PROBLEM DETAILS: Copy every line of the items below, requests included, and scale each coordinate in the answers by 1.4, rounding to whole numbers with halves going up.
** START INFORMATION SUPPLIED **
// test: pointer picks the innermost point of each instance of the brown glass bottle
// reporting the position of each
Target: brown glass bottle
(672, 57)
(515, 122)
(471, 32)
** END INFORMATION SUPPLIED **
ANSWER TO THE TASK:
// test: pointer picks the innermost point of each instance of the brown glass bottle
// reporting the position of each
Target: brown glass bottle
(941, 80)
(721, 171)
(659, 45)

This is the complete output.